### RECORDS FOR THIS TASK
>> begin
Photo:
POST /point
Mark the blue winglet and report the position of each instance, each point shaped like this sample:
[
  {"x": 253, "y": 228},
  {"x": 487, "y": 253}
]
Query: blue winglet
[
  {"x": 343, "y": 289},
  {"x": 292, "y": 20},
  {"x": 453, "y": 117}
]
>> end
>> begin
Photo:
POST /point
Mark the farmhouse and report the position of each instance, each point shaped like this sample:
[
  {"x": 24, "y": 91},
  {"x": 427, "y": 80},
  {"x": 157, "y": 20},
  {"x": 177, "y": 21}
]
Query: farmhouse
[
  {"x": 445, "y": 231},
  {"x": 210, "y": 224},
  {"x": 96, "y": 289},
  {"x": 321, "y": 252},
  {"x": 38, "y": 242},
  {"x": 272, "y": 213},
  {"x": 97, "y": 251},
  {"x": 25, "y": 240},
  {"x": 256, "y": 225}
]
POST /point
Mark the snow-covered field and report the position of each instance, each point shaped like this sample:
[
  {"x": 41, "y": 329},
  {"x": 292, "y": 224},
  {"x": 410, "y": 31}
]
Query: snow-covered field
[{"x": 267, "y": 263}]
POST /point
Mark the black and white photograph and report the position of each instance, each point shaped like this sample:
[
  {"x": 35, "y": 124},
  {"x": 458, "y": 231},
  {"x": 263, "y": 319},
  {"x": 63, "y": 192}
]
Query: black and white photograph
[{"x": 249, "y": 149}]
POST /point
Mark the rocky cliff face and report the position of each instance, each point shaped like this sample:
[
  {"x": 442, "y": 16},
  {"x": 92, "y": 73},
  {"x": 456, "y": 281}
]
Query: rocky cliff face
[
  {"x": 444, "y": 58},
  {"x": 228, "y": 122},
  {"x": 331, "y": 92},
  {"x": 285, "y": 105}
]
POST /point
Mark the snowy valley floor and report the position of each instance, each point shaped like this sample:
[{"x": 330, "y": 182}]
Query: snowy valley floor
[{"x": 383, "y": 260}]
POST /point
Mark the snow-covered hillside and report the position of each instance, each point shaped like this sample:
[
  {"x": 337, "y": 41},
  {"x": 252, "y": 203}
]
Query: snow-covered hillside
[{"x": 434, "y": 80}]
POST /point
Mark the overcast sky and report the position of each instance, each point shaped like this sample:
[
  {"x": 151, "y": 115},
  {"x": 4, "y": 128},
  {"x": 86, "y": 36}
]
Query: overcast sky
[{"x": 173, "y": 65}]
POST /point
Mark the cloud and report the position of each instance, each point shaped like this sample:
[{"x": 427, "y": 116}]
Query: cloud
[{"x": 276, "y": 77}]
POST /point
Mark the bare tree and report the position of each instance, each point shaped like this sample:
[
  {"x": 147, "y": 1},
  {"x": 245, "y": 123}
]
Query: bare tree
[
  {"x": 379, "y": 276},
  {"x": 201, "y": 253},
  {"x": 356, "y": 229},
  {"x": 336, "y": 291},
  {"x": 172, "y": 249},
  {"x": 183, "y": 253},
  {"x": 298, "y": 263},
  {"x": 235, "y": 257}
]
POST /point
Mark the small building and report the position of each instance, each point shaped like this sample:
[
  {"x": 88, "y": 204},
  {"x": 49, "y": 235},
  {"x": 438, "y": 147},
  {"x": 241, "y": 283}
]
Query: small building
>> end
### PROBLEM TO WORK ON
Count the lines in the entries above that contain the string "snowy". Reply with only the number.

### RESPONSE FOR THIS EXERCISE
2